Stated exercise: Rewrite all of the material below, changing every "tight bounding box" to "snug bounding box" and keeping everything else the same.

Rows of box annotation data
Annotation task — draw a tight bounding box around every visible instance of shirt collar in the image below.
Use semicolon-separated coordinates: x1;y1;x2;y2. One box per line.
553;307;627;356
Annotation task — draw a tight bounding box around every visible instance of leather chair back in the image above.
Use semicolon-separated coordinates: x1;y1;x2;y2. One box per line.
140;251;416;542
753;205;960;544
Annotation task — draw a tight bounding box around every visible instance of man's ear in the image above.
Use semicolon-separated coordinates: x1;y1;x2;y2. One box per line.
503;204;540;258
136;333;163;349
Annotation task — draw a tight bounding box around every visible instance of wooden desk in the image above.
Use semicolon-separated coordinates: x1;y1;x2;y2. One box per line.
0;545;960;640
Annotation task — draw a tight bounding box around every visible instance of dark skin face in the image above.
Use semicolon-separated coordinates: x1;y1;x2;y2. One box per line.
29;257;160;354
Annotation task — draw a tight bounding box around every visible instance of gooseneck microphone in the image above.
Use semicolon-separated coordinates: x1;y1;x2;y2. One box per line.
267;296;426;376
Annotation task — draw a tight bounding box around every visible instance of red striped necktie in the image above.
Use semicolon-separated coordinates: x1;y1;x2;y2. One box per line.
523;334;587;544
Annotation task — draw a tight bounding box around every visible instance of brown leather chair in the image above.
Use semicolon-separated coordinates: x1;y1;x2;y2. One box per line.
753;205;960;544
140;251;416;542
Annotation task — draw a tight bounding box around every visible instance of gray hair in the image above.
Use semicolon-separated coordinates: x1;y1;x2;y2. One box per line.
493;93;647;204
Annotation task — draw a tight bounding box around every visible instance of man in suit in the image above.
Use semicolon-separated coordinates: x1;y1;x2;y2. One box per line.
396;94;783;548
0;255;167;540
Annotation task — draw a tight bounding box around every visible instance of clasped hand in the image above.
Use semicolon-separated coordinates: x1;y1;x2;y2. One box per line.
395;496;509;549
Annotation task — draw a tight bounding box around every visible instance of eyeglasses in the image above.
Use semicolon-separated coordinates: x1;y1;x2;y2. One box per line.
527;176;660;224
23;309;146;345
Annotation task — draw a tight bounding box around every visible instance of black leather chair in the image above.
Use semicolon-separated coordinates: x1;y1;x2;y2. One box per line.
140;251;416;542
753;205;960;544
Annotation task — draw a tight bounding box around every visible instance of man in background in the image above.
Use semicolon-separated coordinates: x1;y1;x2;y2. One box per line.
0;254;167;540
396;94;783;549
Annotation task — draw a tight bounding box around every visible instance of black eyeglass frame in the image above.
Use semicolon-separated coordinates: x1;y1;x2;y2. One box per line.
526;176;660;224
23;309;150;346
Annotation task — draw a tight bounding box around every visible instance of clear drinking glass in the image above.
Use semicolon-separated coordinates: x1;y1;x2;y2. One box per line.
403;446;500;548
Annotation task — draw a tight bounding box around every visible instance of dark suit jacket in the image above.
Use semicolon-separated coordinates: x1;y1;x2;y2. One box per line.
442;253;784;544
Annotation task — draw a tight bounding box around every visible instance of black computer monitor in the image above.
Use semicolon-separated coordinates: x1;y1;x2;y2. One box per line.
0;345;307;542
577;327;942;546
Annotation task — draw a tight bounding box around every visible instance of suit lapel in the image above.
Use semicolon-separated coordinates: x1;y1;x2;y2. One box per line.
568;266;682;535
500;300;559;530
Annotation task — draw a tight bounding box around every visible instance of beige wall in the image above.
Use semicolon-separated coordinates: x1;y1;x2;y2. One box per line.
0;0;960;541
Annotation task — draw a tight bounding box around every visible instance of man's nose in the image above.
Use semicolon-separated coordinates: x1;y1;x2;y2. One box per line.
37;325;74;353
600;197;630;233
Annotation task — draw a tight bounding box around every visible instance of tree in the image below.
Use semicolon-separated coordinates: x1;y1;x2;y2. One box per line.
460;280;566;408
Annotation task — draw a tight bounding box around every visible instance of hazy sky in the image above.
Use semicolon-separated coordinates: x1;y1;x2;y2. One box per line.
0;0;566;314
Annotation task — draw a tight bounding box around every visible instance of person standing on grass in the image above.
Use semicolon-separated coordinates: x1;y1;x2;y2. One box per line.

Complete answer:
Annotation task — draw a snug bounding box around every visible instance of shirt collar in the image below.
Use semicolon-separated coordinates: x1;y1;x2;y2. One box per line.
553;307;627;356
Annotation task — draw a snug bounding box around every visible instance of leather chair back in the image above.
Use semicolon-separated coordinates: x1;y1;x2;y2. One box per line.
140;251;416;542
753;205;960;544
Annotation task — draw a snug bounding box around every visible instance of man's ear in the image above.
Use semicolon-separated coordinates: x1;y1;x2;y2. One box per line.
503;204;540;258
136;333;163;349
Annotation task — draw a snug bounding box around every visible instance of wooden desk in the image above.
Use semicolon-separated coordinates: x1;y1;x2;y2. One box per line.
0;545;960;640
Annotation task — draw a snug bounding box around every visible instance of dark skin face in the image above.
Use semicolon-separated coordinates: x1;y1;x2;y2. One box per line.
29;257;160;354
Annotation task — draw a snug bounding box around every visible instance of gooseneck microphone in the image above.
Use semicolon-separated coordinates: x1;y1;x2;y2. One box per line.
267;296;426;376
Annotation task — draw a snug bounding box around every visible instance of red striped necktie in the image above.
Use semicolon-separated coordinates: x1;y1;x2;y2. One box per line.
523;334;587;544
Annotation task — draw a snug bounding box around every visible instance of brown leather chair in the image above.
Use semicolon-separated coordinates: x1;y1;x2;y2. One box per line.
753;205;960;544
140;251;416;542
Annotation task — draw a snug bounding box around every visible instance of gray hair in the image above.
Use semicolon-separated coordinates: x1;y1;x2;y2. One box per line.
493;93;647;204
Annotation task — draw a snug bounding box around every visible instance of man in suit in the image above.
Use semicolon-separated coordinates: x1;y1;x2;y2. One box per line.
396;94;783;548
0;255;167;540
Annotation task — draw a snug bounding box around every visible instance of clasped hand in the image above.
Use semicolon-separated coordinates: x1;y1;x2;y2. One box per line.
395;496;509;549
Annotation task — draw a snug bounding box around every visible instance of eyeglasses in the image above.
Use semicolon-separated coordinates: x1;y1;x2;y2. One box per line.
527;176;660;224
23;309;146;345
Annotation task — draw a snug bounding box around every visible instance of black leather chair in the image above.
Use semicolon-separated coordinates: x1;y1;x2;y2. One box per line.
140;251;416;542
753;205;960;544
Annotation task — draw a snug bounding box around every visible instance of man in background in the image above.
Use semicolon-separated coordinates: x1;y1;x2;y2. One box per line.
0;254;167;540
396;94;783;549
Annotation task — draw a snug bounding box around every visible instance of black eyeglass frame in the image above.
Use semicolon-separated coordinates: x1;y1;x2;y2. One box per line.
526;176;660;224
23;309;150;346
Annotation task — draw a snug bounding box around every visible instance of clear drinking glass in the image above.
Use semicolon-separated coordinates: x1;y1;x2;y2. One box per line.
403;446;500;548
Annotation task — draw a snug bounding box around every visible instance of dark suit jacket in the image above.
Use semicolon-separated coordinates: x1;y1;x2;y2. One box per line.
442;253;784;544
Annotation task — draw a snug bounding box around every visible instance of black computer monitor in the image above.
Use semicolon-separated coordinates: x1;y1;x2;y2. One box per line.
0;345;307;542
577;327;942;546
Annotation task — draw a snug bounding box around every visible instance of suit lapel in the image above.
Use semicolon-separated coordinates: x1;y1;x2;y2. One box per line.
568;266;682;535
500;300;559;530
Annotation task — draw a snug bounding box around every visible instance of beige wall in the image above.
Use semicolon-separated coordinates: x1;y1;x2;y2. One box per line.
0;0;960;541
Annotation task — draw a snug bounding box around every visible instance of man's nose in the image above.
Use semicolon-separated coordinates: x1;y1;x2;y2. One box per line.
37;325;74;353
600;197;630;233
Annotation task — draw a snug bounding box around every visible instance of tree in the image below.
Use semicolon-separated coordinates: x1;y1;x2;y2. One box per line.
460;280;566;408
Annotation task — draw a snug bounding box around every visible instance of hazy sky in the image above.
Use semicolon-separated coordinates: x1;y1;x2;y2. One box per line.
0;0;566;314
Annotation task — draw a snug bounding box around every visible instance of person standing on grass in the image above.
Use semicolon-separated coordinates: x1;y1;x2;y2. One box per line.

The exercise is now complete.